> Source passage
---

The problem with shooting three movies at the same time is that the first movie better knock you out. And this, well…remember when Gus Van Zant remade Psycho and people wondered why it was shot for shot? At least that was a classic film that had several decades in between. This just feels like watching a fan film of the original. Sure, it looks great, but it’s missing the menace that the first take had, the moments of looking out into nothingness, wondering what is out there waiting. That’s one of the most terrifying things in real life and The Strangers captured it flawlessly.

None of the masked characters are actors from the other films. The Man In the Mask is now called Scarecrow and he’s played by Matúš Lajčák while Dollface is Olivia Kreutzova and Pin-Up Girl is Letizia Fabbri.

It took Michael Myers six movies to find the Thorn Cult and Jason ten movies to go to space. Who knows where these films are going to go? Will we see other people make their own karaoke versions of mid-level slashers? Will I be enraged when Zack Snyder remakes The Prowler and Michael Bay shows us his vision of The Being? But we all lived through the Platinum Dunes era, when the films we once loved were strip mined and made into barely recognizable films with pretty kids getting killed by CGI versions of the murderers we once cheered for.

I am reminded that Harlin also made A Nightmare on Elm Street 4: The Dream Master and Exorcist: The Beginning. Then again, he did make Deep Blue Sea, the movie that taught me that LL Cool J’s head is like a shark fin. Maybe I should be patient and see where he goes with this. But man, how many chances has this guy got? For every The Long Kiss Goodnight there’s Cutthroat Island, but then again, he also made PrisonThe Adventures of Ford Fairlane and Die Hard 2. I feel too old and too limited in the time that I watch movies — yes, I know, I watch like four a day — to sit through three of these movies only to say, “Eh.” Maybe I want too much, you know?

At least the Spirit Store will have official masks for all the Hot Topic kids to wear this Halloween.

Eh, that feels like I’m being a gatekeeper. Perhaps this will lead people to discovering better movies.

Now I’m being too much of an optimist.

---

> Data extracts
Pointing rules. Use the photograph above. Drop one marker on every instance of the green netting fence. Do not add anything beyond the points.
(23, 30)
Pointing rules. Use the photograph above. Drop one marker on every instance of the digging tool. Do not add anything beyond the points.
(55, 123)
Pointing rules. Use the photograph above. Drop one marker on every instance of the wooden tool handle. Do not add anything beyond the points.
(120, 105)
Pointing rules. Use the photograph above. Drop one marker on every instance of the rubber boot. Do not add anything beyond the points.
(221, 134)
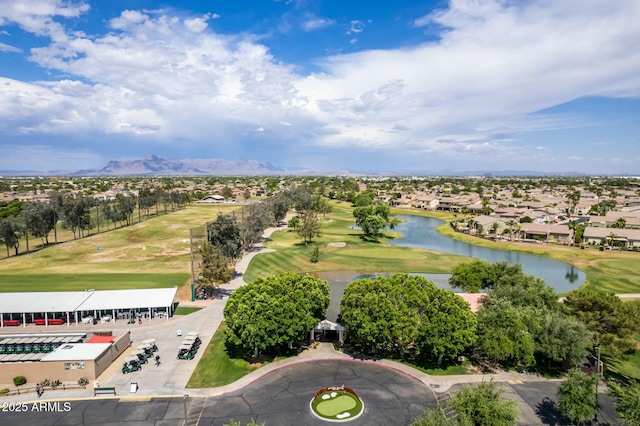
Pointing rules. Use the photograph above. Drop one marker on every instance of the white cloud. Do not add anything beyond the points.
(471, 92)
(8, 48)
(36, 16)
(314, 23)
(356, 26)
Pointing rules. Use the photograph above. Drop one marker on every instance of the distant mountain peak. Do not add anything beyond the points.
(153, 165)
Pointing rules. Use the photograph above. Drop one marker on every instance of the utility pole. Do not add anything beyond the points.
(193, 282)
(598, 369)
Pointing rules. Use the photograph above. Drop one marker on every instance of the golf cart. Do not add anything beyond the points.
(193, 340)
(142, 356)
(131, 364)
(185, 351)
(151, 342)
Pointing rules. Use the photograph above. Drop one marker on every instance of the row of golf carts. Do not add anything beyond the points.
(189, 346)
(140, 356)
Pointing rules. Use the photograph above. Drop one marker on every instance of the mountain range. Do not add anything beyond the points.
(154, 165)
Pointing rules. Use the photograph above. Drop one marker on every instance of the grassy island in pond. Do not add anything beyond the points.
(336, 404)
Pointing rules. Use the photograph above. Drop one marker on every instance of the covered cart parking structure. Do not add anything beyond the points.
(56, 308)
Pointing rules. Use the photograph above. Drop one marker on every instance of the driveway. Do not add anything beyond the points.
(279, 398)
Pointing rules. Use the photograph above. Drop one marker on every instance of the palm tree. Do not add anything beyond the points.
(512, 224)
(620, 223)
(574, 199)
(573, 225)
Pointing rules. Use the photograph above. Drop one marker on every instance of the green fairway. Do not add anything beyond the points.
(184, 310)
(336, 405)
(216, 367)
(150, 254)
(608, 271)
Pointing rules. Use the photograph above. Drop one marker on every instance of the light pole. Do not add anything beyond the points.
(184, 403)
(597, 349)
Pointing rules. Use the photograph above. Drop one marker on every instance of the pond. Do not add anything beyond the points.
(420, 232)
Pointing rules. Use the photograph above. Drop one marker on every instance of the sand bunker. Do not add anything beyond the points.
(340, 244)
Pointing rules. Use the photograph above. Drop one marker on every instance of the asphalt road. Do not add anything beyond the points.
(282, 398)
(277, 399)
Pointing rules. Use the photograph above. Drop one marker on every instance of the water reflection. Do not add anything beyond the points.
(420, 232)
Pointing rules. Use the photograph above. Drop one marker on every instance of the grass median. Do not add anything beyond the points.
(607, 271)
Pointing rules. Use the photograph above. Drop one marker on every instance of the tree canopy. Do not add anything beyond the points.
(612, 322)
(275, 310)
(225, 233)
(482, 405)
(395, 312)
(627, 402)
(577, 396)
(216, 268)
(479, 275)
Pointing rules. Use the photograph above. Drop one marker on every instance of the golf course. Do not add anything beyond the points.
(155, 253)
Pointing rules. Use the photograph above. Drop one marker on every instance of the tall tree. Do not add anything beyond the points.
(612, 322)
(562, 339)
(574, 198)
(506, 333)
(56, 200)
(448, 327)
(9, 233)
(225, 233)
(39, 218)
(627, 402)
(577, 397)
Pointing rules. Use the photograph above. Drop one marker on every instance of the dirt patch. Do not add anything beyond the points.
(338, 244)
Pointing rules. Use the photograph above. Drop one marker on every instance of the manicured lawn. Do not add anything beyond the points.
(216, 367)
(607, 271)
(450, 370)
(357, 255)
(629, 367)
(184, 310)
(150, 254)
(82, 281)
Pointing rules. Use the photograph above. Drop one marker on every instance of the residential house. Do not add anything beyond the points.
(560, 234)
(629, 238)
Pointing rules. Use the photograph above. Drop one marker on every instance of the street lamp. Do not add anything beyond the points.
(597, 349)
(184, 403)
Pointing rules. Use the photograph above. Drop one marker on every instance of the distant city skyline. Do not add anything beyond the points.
(380, 86)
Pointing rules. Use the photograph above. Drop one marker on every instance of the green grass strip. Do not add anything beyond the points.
(216, 367)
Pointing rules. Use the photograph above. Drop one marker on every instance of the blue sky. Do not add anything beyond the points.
(541, 85)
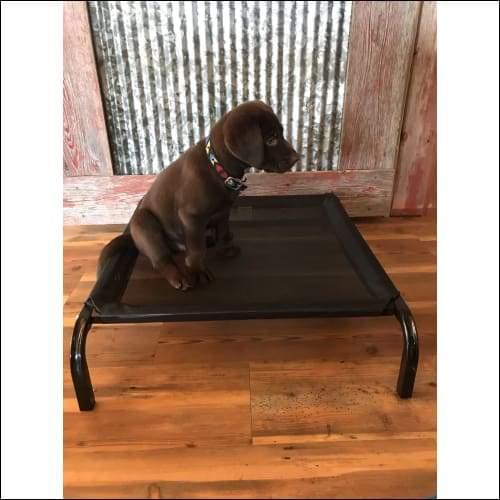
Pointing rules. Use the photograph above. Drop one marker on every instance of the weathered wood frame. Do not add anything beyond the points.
(382, 42)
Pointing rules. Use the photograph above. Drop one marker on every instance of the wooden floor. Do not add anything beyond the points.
(256, 409)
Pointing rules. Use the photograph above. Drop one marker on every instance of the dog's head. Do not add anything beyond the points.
(254, 135)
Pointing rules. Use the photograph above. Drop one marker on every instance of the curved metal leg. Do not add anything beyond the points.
(79, 369)
(409, 358)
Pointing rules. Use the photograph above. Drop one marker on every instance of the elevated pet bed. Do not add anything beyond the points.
(301, 257)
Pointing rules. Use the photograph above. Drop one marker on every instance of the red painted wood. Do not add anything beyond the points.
(111, 200)
(85, 140)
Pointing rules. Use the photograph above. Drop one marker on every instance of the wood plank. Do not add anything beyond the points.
(342, 469)
(380, 49)
(256, 409)
(85, 145)
(112, 200)
(414, 189)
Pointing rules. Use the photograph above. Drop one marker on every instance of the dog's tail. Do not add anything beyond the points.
(116, 246)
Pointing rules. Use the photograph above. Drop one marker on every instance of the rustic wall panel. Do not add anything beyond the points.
(414, 190)
(170, 69)
(112, 200)
(380, 54)
(85, 143)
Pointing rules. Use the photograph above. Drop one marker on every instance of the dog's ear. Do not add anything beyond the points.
(243, 138)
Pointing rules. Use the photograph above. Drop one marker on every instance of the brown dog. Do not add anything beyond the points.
(197, 190)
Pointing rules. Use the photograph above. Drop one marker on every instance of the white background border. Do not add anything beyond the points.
(468, 327)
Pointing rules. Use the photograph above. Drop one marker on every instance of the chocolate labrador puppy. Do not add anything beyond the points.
(196, 192)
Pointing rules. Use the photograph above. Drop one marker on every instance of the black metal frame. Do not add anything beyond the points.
(101, 307)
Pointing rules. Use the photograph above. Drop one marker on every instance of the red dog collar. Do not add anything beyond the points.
(231, 183)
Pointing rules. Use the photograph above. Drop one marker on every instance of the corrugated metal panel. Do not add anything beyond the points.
(170, 69)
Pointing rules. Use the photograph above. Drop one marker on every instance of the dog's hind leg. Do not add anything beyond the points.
(150, 240)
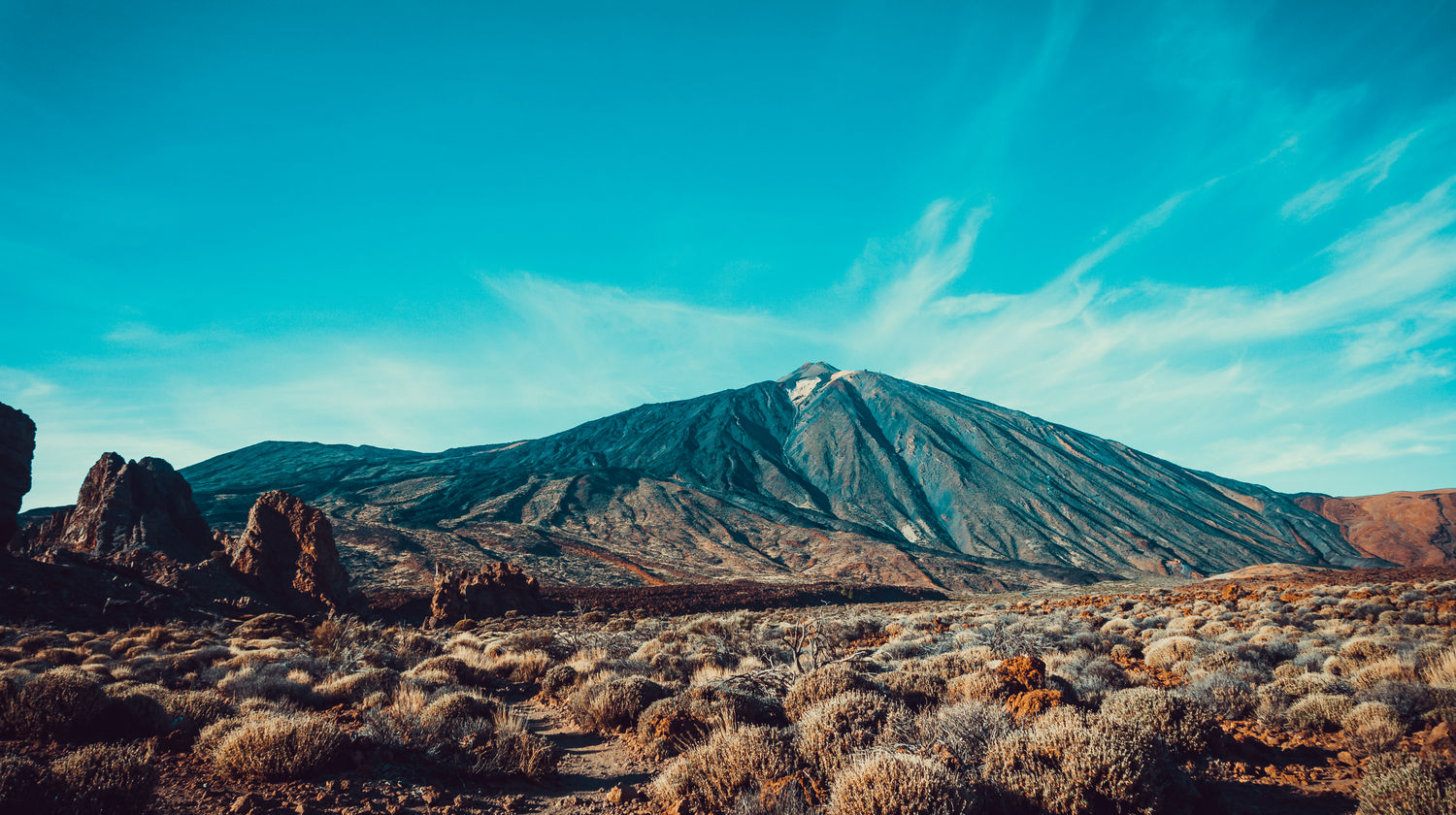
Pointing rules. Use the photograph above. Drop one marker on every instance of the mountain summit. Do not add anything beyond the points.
(823, 473)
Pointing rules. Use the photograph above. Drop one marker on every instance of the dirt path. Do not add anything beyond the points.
(591, 765)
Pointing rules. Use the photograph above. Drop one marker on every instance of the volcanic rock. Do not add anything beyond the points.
(287, 552)
(824, 473)
(1411, 529)
(128, 511)
(17, 448)
(483, 593)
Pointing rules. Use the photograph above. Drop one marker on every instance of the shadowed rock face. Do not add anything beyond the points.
(287, 552)
(130, 508)
(821, 473)
(17, 448)
(1411, 529)
(483, 593)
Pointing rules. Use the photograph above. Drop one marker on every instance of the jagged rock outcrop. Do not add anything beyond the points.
(482, 593)
(128, 512)
(17, 448)
(287, 553)
(1411, 529)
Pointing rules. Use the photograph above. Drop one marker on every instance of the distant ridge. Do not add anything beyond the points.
(824, 473)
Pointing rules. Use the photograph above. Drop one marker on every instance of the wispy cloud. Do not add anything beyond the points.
(1328, 192)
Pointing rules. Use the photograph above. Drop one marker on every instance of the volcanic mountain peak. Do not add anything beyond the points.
(809, 378)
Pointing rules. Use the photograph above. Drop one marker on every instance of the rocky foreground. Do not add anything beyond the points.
(1331, 693)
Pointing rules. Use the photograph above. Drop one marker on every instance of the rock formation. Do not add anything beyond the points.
(1411, 529)
(483, 593)
(287, 552)
(128, 511)
(17, 448)
(823, 474)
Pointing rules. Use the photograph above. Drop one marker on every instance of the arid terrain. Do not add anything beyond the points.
(1318, 693)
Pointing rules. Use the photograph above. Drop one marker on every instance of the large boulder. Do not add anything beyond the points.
(287, 552)
(17, 448)
(482, 593)
(128, 511)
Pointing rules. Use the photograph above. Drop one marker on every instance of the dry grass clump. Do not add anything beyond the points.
(1400, 785)
(961, 733)
(1062, 766)
(509, 748)
(670, 725)
(61, 703)
(736, 763)
(893, 783)
(1321, 710)
(833, 733)
(1184, 727)
(608, 701)
(273, 745)
(20, 785)
(105, 779)
(821, 684)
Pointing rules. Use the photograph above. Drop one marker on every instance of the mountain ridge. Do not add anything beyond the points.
(820, 473)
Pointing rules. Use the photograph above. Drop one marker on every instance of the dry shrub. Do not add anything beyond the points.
(509, 748)
(891, 783)
(914, 689)
(521, 667)
(1403, 785)
(733, 763)
(821, 684)
(670, 725)
(960, 734)
(63, 703)
(105, 779)
(613, 703)
(354, 687)
(1063, 766)
(1321, 710)
(1226, 695)
(20, 785)
(1184, 727)
(1170, 651)
(833, 733)
(273, 747)
(558, 680)
(1373, 727)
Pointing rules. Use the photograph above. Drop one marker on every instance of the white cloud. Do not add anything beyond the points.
(1328, 192)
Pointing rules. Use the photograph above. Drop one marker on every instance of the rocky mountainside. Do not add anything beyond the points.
(17, 447)
(821, 473)
(1412, 529)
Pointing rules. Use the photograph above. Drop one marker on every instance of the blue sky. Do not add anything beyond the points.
(1220, 233)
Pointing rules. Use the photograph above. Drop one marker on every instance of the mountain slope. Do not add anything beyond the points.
(823, 472)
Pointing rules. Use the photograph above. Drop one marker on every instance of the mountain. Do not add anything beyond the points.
(835, 473)
(1412, 529)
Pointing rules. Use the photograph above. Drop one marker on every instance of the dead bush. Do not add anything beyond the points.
(670, 725)
(731, 765)
(821, 684)
(1404, 785)
(105, 779)
(612, 703)
(1066, 767)
(1184, 727)
(274, 747)
(22, 785)
(61, 703)
(896, 783)
(1372, 727)
(835, 731)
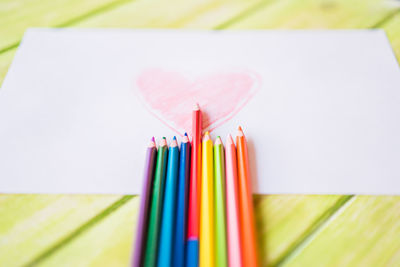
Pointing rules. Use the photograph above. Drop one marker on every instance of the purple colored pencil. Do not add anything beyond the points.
(142, 223)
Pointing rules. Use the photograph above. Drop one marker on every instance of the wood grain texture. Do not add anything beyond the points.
(16, 16)
(392, 29)
(288, 225)
(31, 223)
(317, 14)
(366, 233)
(108, 243)
(5, 62)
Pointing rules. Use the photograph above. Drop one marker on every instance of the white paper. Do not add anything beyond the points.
(320, 109)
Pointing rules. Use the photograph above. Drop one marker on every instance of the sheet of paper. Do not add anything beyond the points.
(320, 109)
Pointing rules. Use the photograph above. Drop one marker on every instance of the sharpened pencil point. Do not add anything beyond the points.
(218, 141)
(163, 142)
(229, 140)
(240, 132)
(185, 139)
(174, 143)
(206, 136)
(152, 142)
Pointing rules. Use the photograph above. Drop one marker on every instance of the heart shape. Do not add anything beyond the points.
(170, 96)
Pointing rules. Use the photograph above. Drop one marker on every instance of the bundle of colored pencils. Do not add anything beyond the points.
(196, 205)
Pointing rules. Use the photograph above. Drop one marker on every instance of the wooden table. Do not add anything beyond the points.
(293, 230)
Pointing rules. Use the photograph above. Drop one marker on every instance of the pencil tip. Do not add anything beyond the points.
(240, 131)
(163, 142)
(152, 142)
(218, 141)
(174, 143)
(206, 136)
(185, 139)
(229, 139)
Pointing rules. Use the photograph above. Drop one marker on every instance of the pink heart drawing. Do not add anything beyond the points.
(170, 96)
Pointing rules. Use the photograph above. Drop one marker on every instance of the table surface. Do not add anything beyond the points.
(293, 230)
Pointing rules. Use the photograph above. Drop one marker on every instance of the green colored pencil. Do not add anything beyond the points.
(150, 256)
(220, 222)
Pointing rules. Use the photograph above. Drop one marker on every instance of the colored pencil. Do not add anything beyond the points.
(207, 238)
(168, 211)
(248, 238)
(181, 204)
(141, 228)
(219, 204)
(232, 205)
(192, 255)
(150, 256)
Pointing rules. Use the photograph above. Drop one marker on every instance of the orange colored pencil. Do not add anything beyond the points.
(247, 233)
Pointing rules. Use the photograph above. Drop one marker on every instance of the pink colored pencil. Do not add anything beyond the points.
(232, 205)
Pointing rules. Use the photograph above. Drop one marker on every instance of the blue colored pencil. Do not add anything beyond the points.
(168, 215)
(181, 204)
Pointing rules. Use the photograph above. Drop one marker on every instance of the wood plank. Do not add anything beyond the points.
(29, 223)
(207, 19)
(392, 29)
(17, 16)
(204, 14)
(366, 233)
(64, 216)
(212, 17)
(280, 220)
(320, 14)
(106, 244)
(5, 62)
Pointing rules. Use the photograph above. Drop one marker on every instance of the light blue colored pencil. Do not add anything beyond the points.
(165, 251)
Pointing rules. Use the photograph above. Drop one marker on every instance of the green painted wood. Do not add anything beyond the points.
(30, 223)
(287, 224)
(280, 221)
(16, 16)
(365, 233)
(108, 243)
(392, 29)
(5, 62)
(317, 14)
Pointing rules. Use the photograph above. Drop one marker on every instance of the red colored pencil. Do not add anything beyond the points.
(247, 233)
(192, 249)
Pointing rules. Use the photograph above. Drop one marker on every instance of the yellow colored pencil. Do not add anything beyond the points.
(207, 238)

---

> Work instruction 1
Answer these questions from the review:
(a) Who plays Dollface?
(b) According to the review, how many movies did it take Jason to go to space?
(c) Which Harlin film taught the writer that LL Cool J's head is like a shark fin?
> Work instruction 2
Copy the review word for word, from "I am reminded" up to and including "discovering better movies.".
You can set the lines aside; nothing here depends on them.

> Task result 1
(a) Olivia Kreutzova
(b) Ten
(c) Deep Blue Sea

> Task result 2
I am reminded that Harlin also made A Nightmare on Elm Street 4: The Dream Master and Exorcist: The Beginning. Then again, he did make Deep Blue Sea, the movie that taught me that LL Cool J’s head is like a shark fin. Maybe I should be patient and see where he goes with this. But man, how many chances has this guy got? For every The Long Kiss Goodnight there’s Cutthroat Island, but then again, he also made PrisonThe Adventures of Ford Fairlane and Die Hard 2. I feel too old and too limited in the time that I watch movies — yes, I know, I watch like four a day — to sit through three of these movies only to say, “Eh.” Maybe I want too much, you know?

At least the Spirit Store will have official masks for all the Hot Topic kids to wear this Halloween.

Eh, that feels like I’m being a gatekeeper. Perhaps this will lead people to discovering better movies.